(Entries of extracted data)
------------------------------------
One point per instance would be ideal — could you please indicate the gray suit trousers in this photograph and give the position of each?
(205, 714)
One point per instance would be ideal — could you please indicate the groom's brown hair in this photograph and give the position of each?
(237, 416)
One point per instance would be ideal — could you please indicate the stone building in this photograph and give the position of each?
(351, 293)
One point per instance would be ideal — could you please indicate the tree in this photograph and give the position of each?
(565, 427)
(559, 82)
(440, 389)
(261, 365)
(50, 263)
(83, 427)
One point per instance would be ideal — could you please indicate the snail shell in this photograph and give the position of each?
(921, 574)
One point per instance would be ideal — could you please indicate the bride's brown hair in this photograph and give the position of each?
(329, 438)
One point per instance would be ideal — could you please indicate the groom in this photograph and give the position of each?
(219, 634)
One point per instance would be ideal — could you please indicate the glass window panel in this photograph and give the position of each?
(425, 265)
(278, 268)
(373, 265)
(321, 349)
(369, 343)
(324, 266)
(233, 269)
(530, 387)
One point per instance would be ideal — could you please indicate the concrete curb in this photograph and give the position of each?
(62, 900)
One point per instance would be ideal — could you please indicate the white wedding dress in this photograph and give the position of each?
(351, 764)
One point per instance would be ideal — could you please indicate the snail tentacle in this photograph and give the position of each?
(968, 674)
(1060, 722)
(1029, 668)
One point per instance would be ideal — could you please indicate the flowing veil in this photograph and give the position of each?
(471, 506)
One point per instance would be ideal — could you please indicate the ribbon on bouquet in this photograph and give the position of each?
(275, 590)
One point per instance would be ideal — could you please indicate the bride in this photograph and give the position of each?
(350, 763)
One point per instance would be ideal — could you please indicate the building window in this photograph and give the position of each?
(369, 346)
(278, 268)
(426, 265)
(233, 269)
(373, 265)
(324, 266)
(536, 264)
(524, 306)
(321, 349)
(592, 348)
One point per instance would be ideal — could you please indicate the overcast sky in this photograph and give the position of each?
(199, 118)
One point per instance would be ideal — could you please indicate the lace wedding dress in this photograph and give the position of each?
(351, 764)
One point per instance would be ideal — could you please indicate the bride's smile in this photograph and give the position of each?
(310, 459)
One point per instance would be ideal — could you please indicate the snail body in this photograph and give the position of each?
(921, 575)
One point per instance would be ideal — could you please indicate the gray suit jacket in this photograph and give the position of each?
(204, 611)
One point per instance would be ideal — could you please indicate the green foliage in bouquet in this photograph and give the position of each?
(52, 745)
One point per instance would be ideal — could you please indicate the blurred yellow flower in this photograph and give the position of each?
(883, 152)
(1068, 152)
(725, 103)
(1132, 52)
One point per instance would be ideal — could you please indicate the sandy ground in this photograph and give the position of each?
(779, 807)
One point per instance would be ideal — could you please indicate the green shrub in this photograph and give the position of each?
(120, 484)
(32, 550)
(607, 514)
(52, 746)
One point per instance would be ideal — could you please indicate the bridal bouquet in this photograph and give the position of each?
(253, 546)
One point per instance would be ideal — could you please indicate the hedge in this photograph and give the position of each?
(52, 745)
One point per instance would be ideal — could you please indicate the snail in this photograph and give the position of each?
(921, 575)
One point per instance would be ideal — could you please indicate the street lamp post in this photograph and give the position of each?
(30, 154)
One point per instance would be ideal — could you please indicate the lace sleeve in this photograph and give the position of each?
------------------------------------
• **GIVEN INSTRUCTION**
Put every line of the items above into a JSON list of strings, with one string for each line and blank lines omitted.

• **EXERCISE RESPONSE**
[
  "One point per instance would be ideal — could you please indicate the gray suit trousers in this photograph and give the position of each?",
  "(205, 714)",
  "One point per instance would be ideal — could you please indicate the groom's brown hair in this photograph and give the position of each?",
  "(237, 416)",
  "One point per instance would be ideal — could you please indicate the stone building in this photograph and give the position of each?",
  "(351, 293)",
  "One point per instance would be ideal — could you please indicate the tree in this photograph and give the position of each?",
  "(565, 427)",
  "(559, 82)",
  "(440, 389)",
  "(261, 365)",
  "(50, 263)",
  "(83, 427)",
  "One point per instance would be ideal — could you please indicate the snail shell in this photograph and give the position of each?",
  "(921, 574)",
  "One point per instance would be ideal — could you please indicate the bride's brown hair in this photograph and give the position of each?",
  "(329, 438)",
  "One point per instance would be ideal — could you please indicate the groom in this photograph and give the position of each?",
  "(219, 634)",
  "One point per instance would be ideal — could you please indicate the glass window panel in this photograph and give the position of each?",
  "(425, 265)",
  "(278, 268)",
  "(373, 265)",
  "(321, 349)",
  "(369, 343)",
  "(324, 266)",
  "(233, 269)",
  "(530, 387)",
  "One point per instance would be ideal — could you please indicate the concrete curb in this photograph and give the position of each?",
  "(62, 900)",
  "One point per instance would be ideal — could you please indicate the white wedding dress in this photograph and give the position of each?",
  "(351, 764)",
  "One point per instance would be ideal — could you please indicate the snail tentacle in this photograph and give the position of each?",
  "(968, 674)",
  "(1060, 722)",
  "(1029, 668)",
  "One point per instance would be ideal — could you please indicate the flowing veil in this photograph and give the position of each?",
  "(471, 506)",
  "One point per instance would be ideal — could you please indicate the ribbon on bouquet in this photograph and give the position of each?",
  "(275, 590)",
  "One point per instance would be ideal — could you please indicate the bride in this photograph and give the position of each?",
  "(350, 763)",
  "One point per instance would be ideal — could you please indicate the building window in this photograph and give the position of each?",
  "(369, 346)",
  "(278, 268)",
  "(426, 265)",
  "(233, 269)",
  "(373, 265)",
  "(324, 266)",
  "(536, 264)",
  "(524, 306)",
  "(321, 349)",
  "(592, 348)",
  "One point per instance would be ideal — could you please indicate the overcast sky in this photograph and give the position of each?",
  "(199, 118)",
  "One point per instance would be ideal — could you please indicate the lace wedding dress in this photograph and give the position of each?",
  "(351, 764)",
  "One point per instance would be ideal — could you please indicate the bride's smile in this photograph and give the position of each?",
  "(310, 459)",
  "One point per instance would be ideal — could you please indicate the snail body in this photograph and give the position of each?",
  "(921, 575)",
  "One point per instance would be ideal — could you please indicate the gray suit jacket in this photograph and give the position of each?",
  "(204, 611)",
  "One point per instance would be ideal — could you please indicate the green foliage in bouquet in this photograph and give the position of each?",
  "(52, 745)",
  "One point per instance would be ideal — could you please indicate the blurred yellow flower in this photograph and give the position of each?",
  "(883, 152)",
  "(1068, 152)",
  "(725, 103)",
  "(1132, 52)",
  "One point per instance would be ideal — could you please indicate the sandy ground in this photograph and give the position of each?",
  "(779, 807)",
  "One point per instance would be ideal — could you please indicate the green shrub in this photograph and give the position of each?",
  "(120, 484)",
  "(32, 550)",
  "(607, 514)",
  "(52, 746)",
  "One point per instance would be ideal — could you please indicate the bridal bouquet in this photograph and give the position of each?",
  "(253, 546)",
  "One point per instance would be ideal — could you please indicate the hedge in this photograph and give the position of each?",
  "(52, 745)",
  "One point per instance would be ideal — could you please indicate the snail in this photograph and give the position of each?",
  "(921, 575)",
  "One point per instance would be ideal — could you please indicate the street lamp post in this photograph and give the position of each?",
  "(30, 154)",
  "One point per instance would be ideal — could you please indicate the lace sleeve in this photograph and give the position of each?"
]